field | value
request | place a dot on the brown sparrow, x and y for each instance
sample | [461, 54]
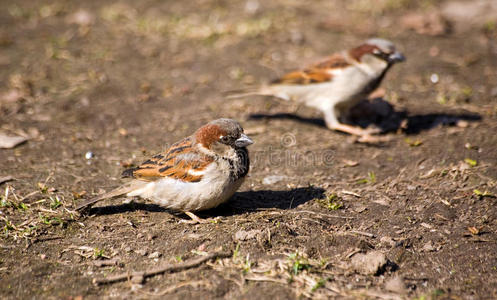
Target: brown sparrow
[338, 83]
[196, 173]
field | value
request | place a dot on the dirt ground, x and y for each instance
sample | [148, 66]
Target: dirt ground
[98, 86]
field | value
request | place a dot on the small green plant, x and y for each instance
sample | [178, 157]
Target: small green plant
[483, 194]
[471, 162]
[371, 178]
[413, 143]
[298, 263]
[98, 253]
[247, 265]
[331, 202]
[55, 202]
[318, 284]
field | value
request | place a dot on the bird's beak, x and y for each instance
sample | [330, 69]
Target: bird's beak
[243, 141]
[396, 57]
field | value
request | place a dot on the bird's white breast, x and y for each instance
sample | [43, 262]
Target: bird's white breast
[215, 187]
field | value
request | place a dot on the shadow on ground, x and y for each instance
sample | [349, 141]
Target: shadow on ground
[379, 113]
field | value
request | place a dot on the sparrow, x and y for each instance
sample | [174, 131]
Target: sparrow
[197, 173]
[337, 83]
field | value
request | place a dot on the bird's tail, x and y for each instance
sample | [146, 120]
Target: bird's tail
[124, 189]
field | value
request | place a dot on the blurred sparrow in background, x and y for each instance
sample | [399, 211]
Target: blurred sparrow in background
[336, 84]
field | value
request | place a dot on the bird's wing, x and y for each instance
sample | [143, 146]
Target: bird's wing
[124, 189]
[317, 73]
[181, 161]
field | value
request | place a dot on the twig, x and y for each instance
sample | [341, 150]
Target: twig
[139, 276]
[5, 179]
[362, 233]
[175, 287]
[320, 214]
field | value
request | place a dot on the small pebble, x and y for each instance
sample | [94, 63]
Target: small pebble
[434, 78]
[89, 155]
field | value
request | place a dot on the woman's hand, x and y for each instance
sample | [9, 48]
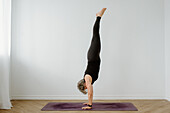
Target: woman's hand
[87, 107]
[85, 103]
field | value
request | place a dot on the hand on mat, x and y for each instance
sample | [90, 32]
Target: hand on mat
[85, 103]
[87, 107]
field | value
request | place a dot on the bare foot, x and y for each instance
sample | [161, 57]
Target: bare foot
[101, 12]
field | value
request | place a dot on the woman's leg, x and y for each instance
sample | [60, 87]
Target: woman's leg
[94, 50]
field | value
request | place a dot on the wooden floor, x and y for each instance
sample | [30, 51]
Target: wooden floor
[35, 106]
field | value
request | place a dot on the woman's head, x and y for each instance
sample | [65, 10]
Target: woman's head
[81, 86]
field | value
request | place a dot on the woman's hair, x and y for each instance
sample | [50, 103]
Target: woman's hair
[81, 87]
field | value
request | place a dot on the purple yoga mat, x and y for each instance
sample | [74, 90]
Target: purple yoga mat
[97, 106]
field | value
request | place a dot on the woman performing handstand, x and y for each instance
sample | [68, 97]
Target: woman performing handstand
[93, 56]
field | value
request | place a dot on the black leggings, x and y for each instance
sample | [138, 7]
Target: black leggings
[94, 50]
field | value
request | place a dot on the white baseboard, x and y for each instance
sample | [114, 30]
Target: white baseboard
[78, 97]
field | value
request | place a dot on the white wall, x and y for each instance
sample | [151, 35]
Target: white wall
[50, 39]
[167, 47]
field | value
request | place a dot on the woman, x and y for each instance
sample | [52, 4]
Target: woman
[93, 56]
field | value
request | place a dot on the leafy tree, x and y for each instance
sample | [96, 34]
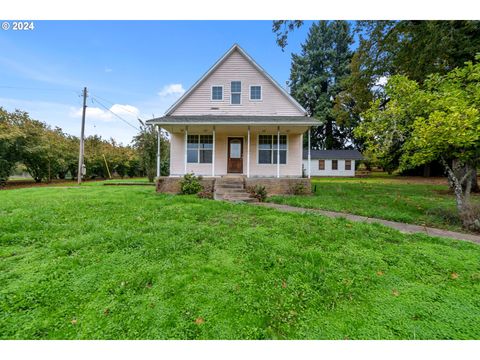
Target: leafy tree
[10, 139]
[282, 27]
[146, 145]
[438, 120]
[316, 78]
[412, 48]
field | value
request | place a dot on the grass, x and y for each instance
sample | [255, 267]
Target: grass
[113, 262]
[389, 198]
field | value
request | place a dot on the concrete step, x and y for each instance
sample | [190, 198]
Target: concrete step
[229, 191]
[229, 186]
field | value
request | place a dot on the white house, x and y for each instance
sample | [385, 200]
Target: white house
[236, 119]
[331, 162]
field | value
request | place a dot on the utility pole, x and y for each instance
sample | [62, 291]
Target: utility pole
[159, 137]
[82, 135]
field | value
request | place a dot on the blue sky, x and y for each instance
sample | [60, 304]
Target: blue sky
[132, 67]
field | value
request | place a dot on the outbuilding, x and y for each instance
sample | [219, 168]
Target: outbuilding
[331, 162]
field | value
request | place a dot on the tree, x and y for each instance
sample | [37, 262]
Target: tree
[438, 120]
[146, 145]
[10, 138]
[316, 77]
[282, 27]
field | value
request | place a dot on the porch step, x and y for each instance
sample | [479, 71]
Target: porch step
[231, 188]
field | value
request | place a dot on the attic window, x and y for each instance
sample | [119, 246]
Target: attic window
[217, 93]
[255, 92]
[236, 92]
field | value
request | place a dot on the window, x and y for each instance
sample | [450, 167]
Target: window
[217, 92]
[236, 92]
[199, 149]
[348, 164]
[255, 92]
[267, 149]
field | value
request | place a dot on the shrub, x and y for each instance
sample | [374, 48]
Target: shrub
[190, 184]
[258, 192]
[205, 194]
[297, 189]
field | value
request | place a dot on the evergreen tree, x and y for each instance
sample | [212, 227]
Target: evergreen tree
[317, 75]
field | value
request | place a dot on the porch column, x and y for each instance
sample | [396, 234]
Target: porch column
[186, 147]
[213, 152]
[248, 152]
[159, 131]
[278, 151]
[309, 155]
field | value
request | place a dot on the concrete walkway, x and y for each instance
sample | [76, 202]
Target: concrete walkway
[402, 227]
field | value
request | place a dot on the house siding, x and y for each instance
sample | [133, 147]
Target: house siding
[328, 168]
[237, 68]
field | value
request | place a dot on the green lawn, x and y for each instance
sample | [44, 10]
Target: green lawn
[114, 262]
[389, 198]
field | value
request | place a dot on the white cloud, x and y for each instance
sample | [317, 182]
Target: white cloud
[172, 89]
[128, 112]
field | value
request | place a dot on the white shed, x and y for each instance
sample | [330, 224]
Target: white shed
[331, 162]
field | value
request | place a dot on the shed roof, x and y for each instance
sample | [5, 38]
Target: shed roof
[333, 154]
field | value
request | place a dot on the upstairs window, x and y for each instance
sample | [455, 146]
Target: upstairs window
[199, 149]
[255, 92]
[236, 92]
[267, 149]
[217, 93]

What you need to do
First drop every picture, then print the data above exactly as it stands.

Solution for this exercise
field | value
request | place a dot on the brown sparrow, x and y for each instance
sample | [461, 54]
Target: brown sparrow
[338, 83]
[196, 173]
field | value
request | place a dot on the dirt ground, x and y for each instance
sample | [148, 66]
Target: dirt ground
[98, 86]
field | value
request | place a dot on the small green plant, x and y for each instance
sample | [178, 157]
Target: small green plant
[483, 194]
[471, 162]
[371, 178]
[413, 143]
[298, 263]
[98, 253]
[247, 265]
[331, 202]
[55, 202]
[318, 284]
field | value
request | place a dot on the bird's beak, x and y for each instance
sample | [330, 69]
Target: bird's beak
[243, 141]
[396, 57]
field | value
request | place a dot on the bird's white breast, x and y for each instance
sample | [43, 262]
Target: bird's white breast
[215, 187]
field | value
request | place a dot on the shadow on ground, x and y for each instance
sample | [349, 141]
Target: shadow on ground
[379, 113]
field | value
request | place a dot on the sparrow, x and y for each instance
sample | [174, 131]
Target: sparrow
[197, 173]
[337, 83]
field | value
request | place a dot on the bird's tail, x and y for each instance
sample | [146, 120]
Target: bird's tail
[124, 189]
field | value
request | place a dot on the blurred sparrow in background, x and y for each instance
sample | [399, 211]
Target: blurred sparrow in background
[336, 84]
field | value
request | place a dot on the bird's wing, x and y for each instance
sample | [143, 146]
Target: bird's wing
[124, 189]
[317, 73]
[181, 161]
field | value
request | place a dot on the twig, x and y for each instance
sample | [341, 150]
Target: twig
[139, 276]
[5, 179]
[362, 233]
[175, 287]
[320, 214]
field | value
request | place a dot on the small pebble, x and y for each instance
sample | [94, 63]
Target: small pebble
[434, 78]
[89, 155]
field | value
request | place a dot on the woman's hand, x and y for each instance
sample | [9, 48]
Target: woman's hand
[87, 107]
[85, 103]
field | value
request | place a dot on the hand on mat, x and y for each instance
sample | [90, 32]
Target: hand on mat
[85, 103]
[87, 107]
field | value
request | place a dot on the bare foot, x and y for each instance
sample | [161, 57]
Target: bare foot
[101, 12]
field | value
request | place a dot on the woman's leg, x and y for each instance
sample | [60, 87]
Target: woman's leg
[94, 50]
field | value
request | place a dot on the wooden floor, x and y for each instance
sample | [30, 51]
Target: wooden floor
[35, 106]
field | value
request | place a dot on the woman's head, x and y for each instance
sample | [65, 10]
Target: woman's head
[81, 86]
field | value
request | place a dot on the woman's hair, x and y for each instance
sample | [50, 103]
Target: woman's hair
[81, 87]
field | value
request | place a dot on the purple yoga mat, x and y for each instance
sample | [74, 90]
Target: purple yoga mat
[97, 106]
field | value
request | place a dot on the woman performing handstand, x and y for each instance
sample | [68, 97]
Target: woman performing handstand
[93, 56]
field | value
request | place a dot on the black leggings, x and y for each instance
sample | [138, 7]
Target: black leggings
[94, 50]
field | value
request | place a dot on the white baseboard, x and y for each instance
sample | [114, 30]
Target: white baseboard
[78, 97]
field | value
request | place a dot on the white wall, x and y for each instance
sample | [151, 35]
Target: white wall
[50, 39]
[167, 47]
field | value
request | place a dot on the woman, x and y for each instance
sample | [52, 4]
Target: woman
[93, 56]
field | value
request | place a dot on the leafy tree, x and y for each instance
sample | [96, 34]
Target: leafy tree
[10, 139]
[282, 27]
[146, 145]
[438, 120]
[316, 78]
[412, 48]
field | value
request | place a dot on the grass, x and y for each instance
sample | [255, 267]
Target: grass
[113, 262]
[389, 198]
field | value
request | place a dot on the concrete step, x and y for each instance
sample | [190, 198]
Target: concrete step
[229, 191]
[229, 186]
field | value
request | place a dot on the white house, x and y for each instance
sample | [385, 200]
Target: white house
[236, 119]
[331, 162]
field | value
request | place a dot on the utility pole, x and y for each instance
sample | [62, 291]
Target: utility pole
[159, 137]
[82, 135]
field | value
request | place a dot on the blue sky, x and y for each instance
sample | [60, 304]
Target: blue sky
[132, 67]
field | value
request | place a dot on the outbuilding, x and y for each instance
sample | [219, 168]
Target: outbuilding
[331, 162]
field | value
request | place a dot on the tree, x and y for each instance
sample | [37, 262]
Target: tree
[438, 120]
[146, 145]
[10, 138]
[316, 77]
[282, 27]
field | value
request | place a dot on the porch step, x and y for each instance
sample | [479, 71]
Target: porch step
[231, 188]
field | value
request | place a dot on the attic window, x and y for each instance
sample | [119, 246]
Target: attic window
[217, 93]
[255, 92]
[236, 92]
field | value
request | place a dot on the window, x and y for each instance
sample | [450, 167]
Target: window
[217, 92]
[236, 92]
[199, 149]
[348, 164]
[255, 92]
[267, 149]
field | value
request | place a dot on the shrub, x and y for each instance
sample | [374, 48]
Target: shrub
[190, 184]
[258, 192]
[205, 194]
[297, 189]
field | value
request | place a dot on the evergreen tree, x and y for each instance
sample | [212, 227]
Target: evergreen tree
[317, 75]
field | value
request | place a dot on the porch column, x and y for each instance
sample | [396, 234]
Target: porch column
[186, 147]
[213, 152]
[248, 152]
[159, 131]
[278, 151]
[309, 155]
field | value
request | place a dot on the concrete walkway, x and y for each instance
sample | [76, 202]
Target: concrete walkway
[402, 227]
field | value
request | place a dot on the house siding, x and y for each instance
sample | [133, 147]
Target: house siding
[328, 168]
[237, 68]
field | value
request | place a dot on the green lawn, x and y for each instance
sample | [44, 10]
Target: green lawn
[114, 262]
[389, 198]
field | value
request | place a dot on the white cloud, x and y for each instance
sample | [317, 182]
Target: white cloud
[172, 89]
[128, 112]
field | value
request | place a dot on the white shed, x and y for each instance
sample | [330, 224]
Target: white shed
[331, 162]
field | value
request | place a dot on the shed roof, x and y for each instance
sample | [5, 38]
Target: shed roof
[333, 154]
field | value
request | place a dot on the upstairs window, x and y for each instance
sample | [455, 146]
Target: upstairs window
[199, 149]
[255, 92]
[236, 92]
[267, 149]
[217, 93]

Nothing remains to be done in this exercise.